= Prompt =
Could you write out every record below exactly, leaving out any pictures?

Stored entries:
%%
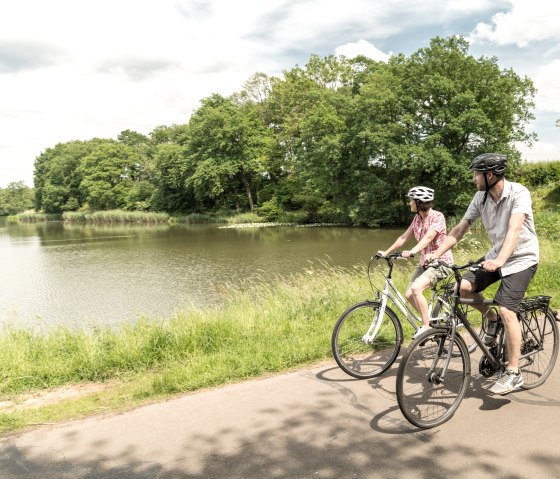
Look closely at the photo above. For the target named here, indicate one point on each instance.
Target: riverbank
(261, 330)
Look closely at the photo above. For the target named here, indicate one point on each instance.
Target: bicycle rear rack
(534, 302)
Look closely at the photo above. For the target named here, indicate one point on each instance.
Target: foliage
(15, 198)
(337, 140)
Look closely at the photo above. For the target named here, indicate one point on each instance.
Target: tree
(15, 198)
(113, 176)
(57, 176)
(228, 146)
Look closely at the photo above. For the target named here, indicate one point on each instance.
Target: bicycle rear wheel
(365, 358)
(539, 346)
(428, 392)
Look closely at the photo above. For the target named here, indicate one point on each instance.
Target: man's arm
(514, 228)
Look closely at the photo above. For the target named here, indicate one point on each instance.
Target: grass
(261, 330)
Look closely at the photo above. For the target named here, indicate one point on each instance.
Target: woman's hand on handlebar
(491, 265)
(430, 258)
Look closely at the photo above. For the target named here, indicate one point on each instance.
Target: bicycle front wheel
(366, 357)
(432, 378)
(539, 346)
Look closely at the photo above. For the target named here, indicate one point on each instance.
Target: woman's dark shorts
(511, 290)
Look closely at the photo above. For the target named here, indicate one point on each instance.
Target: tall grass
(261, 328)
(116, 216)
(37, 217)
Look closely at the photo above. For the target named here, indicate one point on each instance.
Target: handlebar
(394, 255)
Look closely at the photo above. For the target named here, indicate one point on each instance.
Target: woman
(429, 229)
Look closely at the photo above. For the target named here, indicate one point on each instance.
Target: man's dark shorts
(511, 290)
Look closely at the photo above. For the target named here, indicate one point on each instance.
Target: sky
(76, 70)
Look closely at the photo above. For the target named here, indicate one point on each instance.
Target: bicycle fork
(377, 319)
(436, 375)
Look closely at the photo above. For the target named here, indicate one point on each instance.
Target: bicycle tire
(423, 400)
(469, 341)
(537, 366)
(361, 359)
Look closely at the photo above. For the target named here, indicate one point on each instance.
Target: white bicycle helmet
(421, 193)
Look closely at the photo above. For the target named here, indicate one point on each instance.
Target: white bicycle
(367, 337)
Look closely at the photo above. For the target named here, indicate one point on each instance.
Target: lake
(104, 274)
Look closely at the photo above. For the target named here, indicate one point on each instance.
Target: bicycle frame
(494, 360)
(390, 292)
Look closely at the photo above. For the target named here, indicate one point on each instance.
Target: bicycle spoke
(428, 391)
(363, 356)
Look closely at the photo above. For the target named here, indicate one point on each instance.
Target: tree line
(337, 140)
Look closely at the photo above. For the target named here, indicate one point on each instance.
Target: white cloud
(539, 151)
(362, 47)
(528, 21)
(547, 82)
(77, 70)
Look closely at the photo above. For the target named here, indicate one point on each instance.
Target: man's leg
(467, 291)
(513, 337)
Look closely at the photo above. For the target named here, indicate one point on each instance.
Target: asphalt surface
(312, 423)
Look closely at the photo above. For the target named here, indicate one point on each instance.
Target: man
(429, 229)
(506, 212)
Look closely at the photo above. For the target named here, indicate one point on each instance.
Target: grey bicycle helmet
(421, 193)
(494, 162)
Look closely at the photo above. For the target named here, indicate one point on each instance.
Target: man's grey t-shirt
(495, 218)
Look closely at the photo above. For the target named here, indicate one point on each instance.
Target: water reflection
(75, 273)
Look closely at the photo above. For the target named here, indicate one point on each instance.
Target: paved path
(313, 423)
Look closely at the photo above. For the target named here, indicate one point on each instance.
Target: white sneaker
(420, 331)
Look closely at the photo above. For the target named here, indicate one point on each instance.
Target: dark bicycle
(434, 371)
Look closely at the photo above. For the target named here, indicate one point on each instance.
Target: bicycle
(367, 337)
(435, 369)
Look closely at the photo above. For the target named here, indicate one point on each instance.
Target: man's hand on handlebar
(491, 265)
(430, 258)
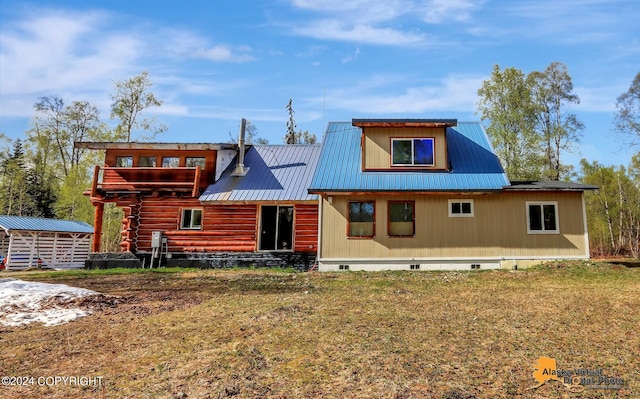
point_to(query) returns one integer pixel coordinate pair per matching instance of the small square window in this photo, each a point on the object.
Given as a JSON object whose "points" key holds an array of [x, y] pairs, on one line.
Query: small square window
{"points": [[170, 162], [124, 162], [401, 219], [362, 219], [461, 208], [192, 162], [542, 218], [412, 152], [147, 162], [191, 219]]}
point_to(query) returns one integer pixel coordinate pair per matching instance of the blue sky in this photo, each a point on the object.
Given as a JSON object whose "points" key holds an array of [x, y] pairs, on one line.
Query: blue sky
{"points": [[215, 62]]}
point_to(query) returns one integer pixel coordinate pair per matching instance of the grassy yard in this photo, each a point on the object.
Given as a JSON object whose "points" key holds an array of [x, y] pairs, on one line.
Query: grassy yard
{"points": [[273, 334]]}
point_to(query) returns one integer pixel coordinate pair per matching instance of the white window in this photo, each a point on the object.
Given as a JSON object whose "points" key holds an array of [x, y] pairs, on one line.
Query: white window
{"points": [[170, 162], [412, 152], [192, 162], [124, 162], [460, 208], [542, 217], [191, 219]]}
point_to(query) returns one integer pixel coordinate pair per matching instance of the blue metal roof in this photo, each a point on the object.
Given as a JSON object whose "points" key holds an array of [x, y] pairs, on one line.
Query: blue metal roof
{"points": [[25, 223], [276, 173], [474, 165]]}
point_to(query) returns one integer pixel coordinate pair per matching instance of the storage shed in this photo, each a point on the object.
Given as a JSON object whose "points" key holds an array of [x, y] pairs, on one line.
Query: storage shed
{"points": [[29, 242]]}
%%
= Response area =
Look closely at the photo above. For the target named here, indicate one point on each instance.
Target: riverbank
(261, 330)
Look closely at the photo above. For the target named here, indicate one point on each instance.
Target: bicycle rear rack
(534, 302)
Look closely at the photo above. For the target named here, indicate one point on each instance.
Target: foliage
(15, 198)
(337, 140)
Look closely at the photo above. For the target named here, indicate one point on each instance.
Target: tree
(15, 198)
(113, 176)
(57, 176)
(228, 146)
Look closely at the photo above. For the target named here, indicate one point on each instance.
Target: bicycle rear wheel
(365, 358)
(539, 346)
(428, 392)
Look closely at the photo above. For the target named here, indicate one point on each instance.
Target: man's arm
(514, 228)
Look closely at the photo above. For the target named here, indicate one point on each instance.
Target: grass
(261, 330)
Look closely at the photo above. For the target named here, indicate one point on each instance.
Target: woman's hand on handlebar
(491, 265)
(430, 258)
Look closely at the photo above. For the target named here, indicate one point on each instance.
Target: bicycle front wheel
(366, 357)
(432, 378)
(539, 346)
Look closely at the photo above. For the target named here, indicate one point on each instance.
Target: woman's dark shorts
(511, 290)
Look closely at the photo above. For the target named here, indicate one point on each instance.
Target: tall grass
(261, 328)
(116, 216)
(37, 217)
Look closely at the photo above. For the target named here, indicate one point on each instance.
Target: handlebar
(394, 255)
Look closely at the photo above. For the target named here, indicate one point on each instance.
Target: woman
(429, 229)
Look closely at the photo above. For the target named here, indicate one point on each instance.
Target: man's dark shorts
(511, 290)
Look closely at the photo above. For the target named here, indicate one point on each instance.
Target: sky
(76, 70)
Look closely at the photo above. For the target named here, indicate one point on each instance.
Target: bicycle fork
(377, 319)
(436, 375)
Look closely at the photo above. For the target named here, indicate one point on each instance.
Target: bicycle tire
(423, 400)
(469, 341)
(537, 366)
(361, 359)
Look closely at the photo above. For the target named here, indicate one point on each instance.
Target: white bicycle helmet
(421, 193)
Look closely at the photo above. For the target named here, indicate one point on each instance.
Target: white bicycle
(367, 337)
Look closely at the photo above. For the target named here, indicate one point on each instance.
Target: lake
(104, 274)
Look closely at the photo above. For the target named here, indicate one point on each instance.
Target: bicycle frame
(494, 360)
(390, 292)
Look closely at the photo above. For the target named here, indicate one point on each instance.
Target: bicycle spoke
(428, 391)
(363, 356)
Look closely at the photo above. For the target named here, indicate one point on each instance.
Target: tree line
(337, 140)
Look closely at the photo above. For the target named here, indicate one point on each instance.
Target: white cloud
(539, 151)
(362, 47)
(528, 21)
(547, 82)
(77, 70)
Look closely at the photo above. For the target named here, indicate one point on each instance.
Target: man's leg
(467, 291)
(513, 337)
Look closely at the photo above. For the target named here, indicate one point on each instance.
Target: asphalt surface
(312, 423)
Look closely at the photo above. For the target named here, indicate one point on each instance.
Target: man
(429, 229)
(506, 212)
Look closely at the photo above. For the target named here, indicate one point on each instance.
Target: grey bicycle helmet
(421, 193)
(494, 162)
Look closely at the photo above. For the target named here, indicate one point on each instance.
Target: man's grey t-shirt
(495, 218)
Look closely at the photo above. For the target named here, indicate one point on each instance.
Target: water reflection
(75, 273)
Look closely at the photo above. For the target named here, indicate one point on each instance.
Target: paved path
(313, 423)
Look closely at the photo above. For the target named here, indicate one point on each instance.
Target: white sneaker
(420, 331)
Look closely at the photo above. For the target named here, indicate one point on each instance.
Target: dark bicycle
(434, 371)
Look closely at the photo above. For the target named here, indicate one point on each instance.
Target: bicycle
(367, 337)
(435, 369)
Look closely at the photo above. For the target named here, indicate one point on each instance.
Target: man's hand on handlebar
(491, 265)
(430, 258)
point_to(query) returns one integer pixel coordinate pair per matching instance of the small square window in this photo, each a point on the object.
Given as a JSON object whose "points" key holds an array of [x, y] pairs, on one line.
Query: small square window
{"points": [[170, 162], [124, 162], [401, 219], [362, 219], [461, 208], [192, 162], [542, 218], [412, 152], [147, 162], [191, 219]]}
point_to(query) returns one integer pixel coordinate pair per matching instance of the blue sky in this photo, each a point on the object.
Given as a JSON object whose "points" key holds an array of [x, y] pairs, on one line.
Query: blue sky
{"points": [[215, 62]]}
point_to(query) returns one integer pixel coordinate pair per matching instance of the grassy yard in this photo, each a point on the object.
Given as a JSON object whose "points" key holds an array of [x, y] pairs, on one line.
Query: grassy yard
{"points": [[273, 334]]}
point_to(query) returns one integer pixel coordinate pair per matching instance of the white window in this photo, each a point on the object.
Given as a JSON object whose "points" key holds an array of [x, y] pairs, on one line.
Query: white window
{"points": [[170, 162], [412, 152], [192, 162], [124, 162], [460, 208], [542, 217], [191, 219]]}
point_to(query) returns one integer pixel coordinate pair per matching instance of the blue metal roof in this photo, each a point on the object.
Given as a JSON object whose "points" key holds an array of [x, y] pairs, on one line.
Query: blue metal roof
{"points": [[25, 223], [276, 173], [474, 165]]}
point_to(query) returns one integer pixel coordinate pair per matching instance of the storage shed in this photo, each a point on the object.
Given as a JSON object whose "points" key holds an array of [x, y] pairs, on one line.
Query: storage shed
{"points": [[29, 242]]}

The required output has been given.